__WORK ITEM__. Continue the forum thread about http_get not retrieving page content, starting immediately after its final line.

__EXERCISE PASSAGE__.
Me too, although I'd like to see some hard data (specific websites that demonstrate the symptoms of this issue - and if possible, statistics on how widespread this is and how other HTTP library implementations deal with this issue) before I'd feel comfortable implementing this kind of change myself.
Still, I'll defer to the group decision, as I usually do.
I don't log the different header syntax, i just get the webpages. And i no longer research other computer languages, because i found this one. I am telling you the situation has occured.
useless
7. Re: http_get does not retrieve page content
- Posted by CoJaBo2 Jan 09, 2013
- 1365 views
I don't log the different header syntax, i just get the webpages. And i no longer research other computer languages, because i found this one. I am telling you the situation has occured.
Ok, so log it next time. In the mean time, there is nothing that can be done about it, since there is no way to tell what the problem was. Indeed, it could well have simply been bug #831, which is now fixed.
8. Re: http_get does not retrieve page content
- Posted by DerekParnell (admin) Jan 09, 2013
- 1373 views
Ok, so log it next time. In the mean time, there is nothing that can be done about it, since there is no way to tell what the problem was. Indeed, it could well have simply been bug #831, which is now fixed.
I think that 'trim()' is a better way to go as that would be more tolerant of the variations that might exist in web servers out in the wild.
9. Re: http_get does not retrieve page content
- Posted by CoJaBo2 Jan 09, 2013
- 1376 views
I think that 'trim()' is a better way to go as that would be more tolerant of the variations that might exist in web servers out in the wild.
Is there any evidence to suggest that such servers do exist? I would be interested in seeing one.
10. Re: http_get does not retrieve page content
- Posted by useless_ Jan 09, 2013
- 1363 views
I think that 'trim()' is a better way to go as that would be more tolerant of the variations that might exist in web servers out in the wild.
Is there any evidence to suggest that such servers do exist? I would be interested in seeing one.
There is my words.
useless
11. Re: http_get does not retrieve page content
- Posted by DerekParnell (admin) Jan 09, 2013
- 1338 views
I think that 'trim()' is a better way to go as that would be more tolerant of the variations that might exist in web servers out in the wild.

__EXTRACTED MATERIAL__.
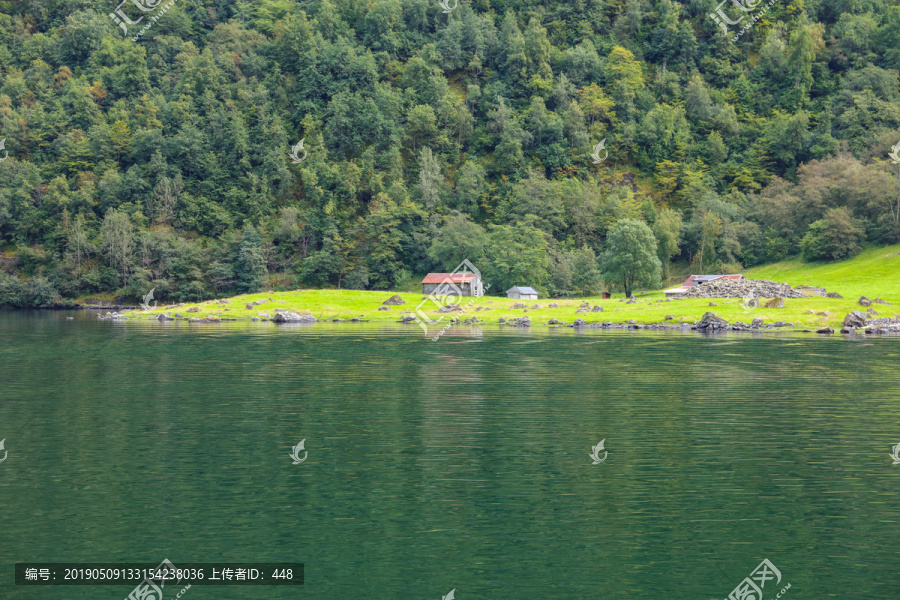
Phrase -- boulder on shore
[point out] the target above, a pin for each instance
(855, 319)
(290, 316)
(712, 322)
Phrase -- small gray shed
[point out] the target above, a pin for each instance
(522, 293)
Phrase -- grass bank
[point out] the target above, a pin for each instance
(875, 273)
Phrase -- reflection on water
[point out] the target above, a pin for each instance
(462, 463)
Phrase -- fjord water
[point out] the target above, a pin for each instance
(461, 463)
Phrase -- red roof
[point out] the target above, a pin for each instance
(448, 277)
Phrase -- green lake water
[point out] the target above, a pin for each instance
(457, 464)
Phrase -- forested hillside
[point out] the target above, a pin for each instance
(433, 133)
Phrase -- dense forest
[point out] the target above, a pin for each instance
(158, 154)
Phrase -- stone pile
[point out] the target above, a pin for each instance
(742, 288)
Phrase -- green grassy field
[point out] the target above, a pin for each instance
(875, 273)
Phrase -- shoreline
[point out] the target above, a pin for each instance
(711, 324)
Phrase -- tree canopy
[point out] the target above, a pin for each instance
(160, 154)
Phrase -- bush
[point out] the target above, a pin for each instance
(837, 235)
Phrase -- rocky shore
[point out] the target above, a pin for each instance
(752, 288)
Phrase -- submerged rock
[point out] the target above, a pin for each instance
(289, 316)
(855, 319)
(712, 322)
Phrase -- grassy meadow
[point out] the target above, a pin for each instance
(874, 273)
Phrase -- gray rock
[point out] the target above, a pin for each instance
(855, 319)
(743, 288)
(712, 322)
(290, 316)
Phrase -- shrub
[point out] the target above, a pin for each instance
(835, 236)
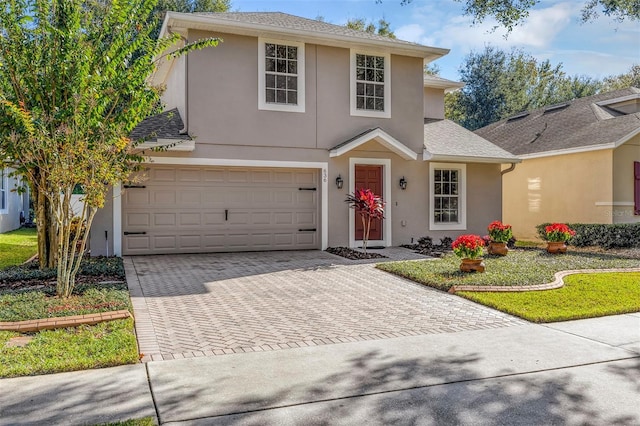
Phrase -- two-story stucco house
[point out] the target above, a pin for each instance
(269, 131)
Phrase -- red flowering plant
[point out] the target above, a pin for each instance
(500, 232)
(558, 232)
(369, 206)
(468, 246)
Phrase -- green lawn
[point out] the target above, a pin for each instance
(74, 348)
(583, 296)
(519, 267)
(68, 349)
(17, 246)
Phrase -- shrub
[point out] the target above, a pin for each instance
(500, 232)
(620, 235)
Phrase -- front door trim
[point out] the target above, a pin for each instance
(386, 196)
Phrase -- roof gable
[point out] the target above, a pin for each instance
(575, 126)
(378, 135)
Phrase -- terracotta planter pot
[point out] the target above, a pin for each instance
(472, 265)
(498, 249)
(555, 247)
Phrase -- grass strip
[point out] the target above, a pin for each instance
(519, 267)
(17, 246)
(583, 296)
(53, 351)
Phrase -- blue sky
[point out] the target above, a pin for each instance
(552, 31)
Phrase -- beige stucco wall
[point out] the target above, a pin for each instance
(174, 94)
(623, 181)
(433, 103)
(563, 188)
(223, 105)
(102, 221)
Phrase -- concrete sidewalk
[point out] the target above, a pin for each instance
(577, 372)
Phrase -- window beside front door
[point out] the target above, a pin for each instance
(447, 196)
(281, 76)
(370, 85)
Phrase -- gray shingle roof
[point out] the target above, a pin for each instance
(279, 20)
(166, 125)
(446, 139)
(582, 123)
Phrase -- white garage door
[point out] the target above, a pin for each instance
(181, 209)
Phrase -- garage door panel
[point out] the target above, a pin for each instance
(162, 174)
(182, 210)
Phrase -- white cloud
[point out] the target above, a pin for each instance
(539, 30)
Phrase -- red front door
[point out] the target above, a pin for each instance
(369, 177)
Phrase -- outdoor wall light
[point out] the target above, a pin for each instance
(403, 183)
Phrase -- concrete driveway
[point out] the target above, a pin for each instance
(215, 304)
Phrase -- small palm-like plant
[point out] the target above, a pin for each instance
(369, 206)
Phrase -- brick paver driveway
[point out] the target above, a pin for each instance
(213, 304)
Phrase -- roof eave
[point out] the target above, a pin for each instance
(427, 156)
(177, 21)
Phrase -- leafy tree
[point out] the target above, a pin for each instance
(510, 13)
(499, 84)
(382, 29)
(73, 84)
(622, 81)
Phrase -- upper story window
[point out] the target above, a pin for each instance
(281, 75)
(370, 84)
(4, 202)
(447, 196)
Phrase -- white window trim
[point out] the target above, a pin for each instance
(387, 85)
(386, 197)
(5, 190)
(462, 218)
(262, 102)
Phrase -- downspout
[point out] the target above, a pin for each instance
(508, 170)
(185, 119)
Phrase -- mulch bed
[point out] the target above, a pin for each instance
(352, 254)
(38, 284)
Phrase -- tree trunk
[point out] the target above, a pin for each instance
(46, 230)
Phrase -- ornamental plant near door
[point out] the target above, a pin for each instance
(469, 248)
(368, 206)
(500, 234)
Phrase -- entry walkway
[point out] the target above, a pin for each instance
(216, 304)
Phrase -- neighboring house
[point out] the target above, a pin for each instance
(13, 206)
(266, 133)
(581, 162)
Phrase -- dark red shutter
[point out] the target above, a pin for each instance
(636, 187)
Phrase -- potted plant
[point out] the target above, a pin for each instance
(469, 249)
(368, 206)
(557, 235)
(499, 234)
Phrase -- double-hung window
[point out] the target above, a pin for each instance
(447, 196)
(370, 84)
(281, 75)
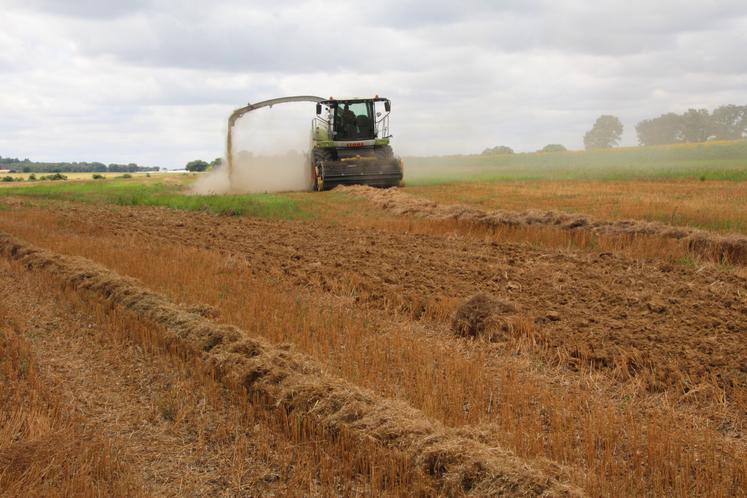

__REPLY TO THE TASK__.
Is there any evidence to suggest that such servers do exist? I would be interested in seeing one.
I have none.
But let's assume that they don't; in other words, every web server that currently exists and will ever exist will always deliver correct webpage headers. In that case, trim() does no harm and runs very quickly (has almost nothing to do).
Now let's continue hypothesising ... what if, a web sever actually does exist that can deliver headers that have non-standard whitespace. We need to ask ourselves, do we care? ... does the user of our application care? Probably not. So if the library uses trim(), it will be as if standard headers were used and the application doesn't trip over or do something unintended.
So on the balance of probability (there exists a chance of bad web servers existing), and in the interests of using defensive programming, why not use trim() regardless.
12. Re: http_get does not retrieve page content
- Posted by m_sabal Jan 10, 2013
- 1401 views
Step 1: Please test the offending web sites using the old eunet. I suspect you will find the same behavior. Step 2: Identify what characters are being used as line terminators in place of the standard.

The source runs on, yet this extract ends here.